*PROVIDED INFORMATION*.
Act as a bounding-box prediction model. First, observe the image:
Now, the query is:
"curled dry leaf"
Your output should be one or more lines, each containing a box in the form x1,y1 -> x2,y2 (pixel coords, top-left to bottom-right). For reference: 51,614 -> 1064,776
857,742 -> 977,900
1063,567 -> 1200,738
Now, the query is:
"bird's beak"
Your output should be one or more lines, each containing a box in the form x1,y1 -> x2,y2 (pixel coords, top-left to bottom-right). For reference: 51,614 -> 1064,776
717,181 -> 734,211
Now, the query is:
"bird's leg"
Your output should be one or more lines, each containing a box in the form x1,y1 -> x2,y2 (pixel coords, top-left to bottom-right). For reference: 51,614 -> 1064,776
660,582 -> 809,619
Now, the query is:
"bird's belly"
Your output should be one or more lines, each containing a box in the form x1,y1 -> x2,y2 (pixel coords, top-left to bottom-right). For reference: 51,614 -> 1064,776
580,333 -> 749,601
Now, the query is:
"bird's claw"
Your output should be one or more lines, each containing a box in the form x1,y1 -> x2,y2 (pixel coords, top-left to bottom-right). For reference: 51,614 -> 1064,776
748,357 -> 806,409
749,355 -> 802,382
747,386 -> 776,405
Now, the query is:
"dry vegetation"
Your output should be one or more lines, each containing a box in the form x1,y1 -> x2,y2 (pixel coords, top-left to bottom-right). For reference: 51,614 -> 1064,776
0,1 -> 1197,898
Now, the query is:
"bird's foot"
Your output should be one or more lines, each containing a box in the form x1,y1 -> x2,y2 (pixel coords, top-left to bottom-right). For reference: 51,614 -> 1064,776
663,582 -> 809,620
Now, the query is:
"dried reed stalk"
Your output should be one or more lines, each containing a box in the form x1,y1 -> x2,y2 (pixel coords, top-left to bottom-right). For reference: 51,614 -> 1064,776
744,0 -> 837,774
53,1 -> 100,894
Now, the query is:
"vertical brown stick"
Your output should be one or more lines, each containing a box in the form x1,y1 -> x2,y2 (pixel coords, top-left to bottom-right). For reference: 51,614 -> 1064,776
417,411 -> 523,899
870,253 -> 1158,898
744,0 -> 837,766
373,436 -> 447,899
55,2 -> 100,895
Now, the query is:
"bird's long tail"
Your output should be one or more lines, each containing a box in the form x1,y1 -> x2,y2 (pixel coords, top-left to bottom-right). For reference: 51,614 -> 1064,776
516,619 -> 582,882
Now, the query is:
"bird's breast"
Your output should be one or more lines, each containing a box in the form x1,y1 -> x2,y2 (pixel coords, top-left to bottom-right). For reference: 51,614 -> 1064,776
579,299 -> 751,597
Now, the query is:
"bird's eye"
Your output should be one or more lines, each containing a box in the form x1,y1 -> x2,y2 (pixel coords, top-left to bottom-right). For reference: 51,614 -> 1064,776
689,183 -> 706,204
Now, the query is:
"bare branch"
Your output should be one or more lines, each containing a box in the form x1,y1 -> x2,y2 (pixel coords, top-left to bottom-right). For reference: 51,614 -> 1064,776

*WHAT YOU ARE ASKED TO DO*. Repeat all of the entries exactly.

*OUTPUT FOR THIS EXERCISE*.
Act as a bounding-box prediction model. First, observe the image:
Now, the query is:
"curled dry leaf"
Your output should be one or more lines, each containing a box in the form x1,y1 -> x2,y2 (pixel coords, top-left to bottom-right). For reference: 51,614 -> 1064,776
857,742 -> 977,900
1063,567 -> 1200,738
Now, the query is:
"bird's beak"
Your output should be one or more lines, each containing a box in the form x1,y1 -> x2,y2 (pixel coords, top-left to bottom-right). For reference: 51,614 -> 1064,776
717,181 -> 734,211
Now, the query is:
"bird's leg"
Your output should be one or more lines, each containing a box in the form x1,y1 -> x2,y2 (pixel coords, top-left to bottom-right). For reference: 51,614 -> 1064,776
660,582 -> 809,619
Now, the query is:
"bird's belly"
Your output should be one or more lines, each containing a box in the form x1,y1 -> x2,y2 (pixel coords, top-left to bottom-right). For reference: 51,614 -> 1064,776
580,333 -> 749,601
Now, the query is:
"bird's claw"
Your output should be one or more lines, each containing a box in the form x1,y1 -> x2,y2 (pixel coords, top-left to bottom-right). For reference: 51,614 -> 1064,776
748,357 -> 806,409
749,355 -> 802,382
747,386 -> 776,405
Now, the query is:
"dry vegetation"
Your output should be one or more lines, each containing a box in the form x1,y1 -> x2,y2 (pixel coords, top-left to bottom-right). For reference: 51,614 -> 1064,776
0,1 -> 1197,898
Now, the query is:
"bird's foot"
Your output should be one or more lines, each containing a box in the form x1,y1 -> x2,y2 (pixel coords, top-left to bottom-right). For reference: 51,614 -> 1064,776
663,582 -> 809,620
Now, the query is:
"dried reed stalk"
Your output should be one or more lines, each containing a box in the form x1,y1 -> x2,y2 (pixel coords, top-left to bottom-right). For reference: 51,614 -> 1064,776
744,0 -> 837,774
53,1 -> 100,894
Now, the query is:
"vertical brown stick"
Your output should be one or more lines, each containing a box in the form x1,y1 -> x2,y2 (pixel coords, top-left to bottom-right). For reference: 51,614 -> 1064,776
417,411 -> 523,899
870,253 -> 1158,898
744,0 -> 837,766
373,436 -> 447,899
55,2 -> 100,895
Now, the query is:
"bird's long tail"
Your output should be one or more lines, each containing a box in the form x1,y1 -> x2,y2 (pixel coords, top-left to bottom-right). For reference: 51,614 -> 1064,776
516,619 -> 582,882
Now, the query is:
"bird's breast"
Your output should be one or more lines, each containing a box in the form x1,y1 -> x2,y2 (pixel coords, top-left to bottom-right). For reference: 51,614 -> 1064,776
579,299 -> 751,597
Now, the query is:
"bird's eye"
Your output should be one or more lines, each containing a box in the form x1,y1 -> x2,y2 (pixel coords, top-left to bottom-right). For reference: 51,614 -> 1064,776
689,183 -> 706,204
Now, the query is:
"bare branch"
Your output should be one or more lines, each containing a box in the form x1,y1 -> x2,y2 (pixel coords, top-left to bottom-right). For reference: 51,614 -> 1064,776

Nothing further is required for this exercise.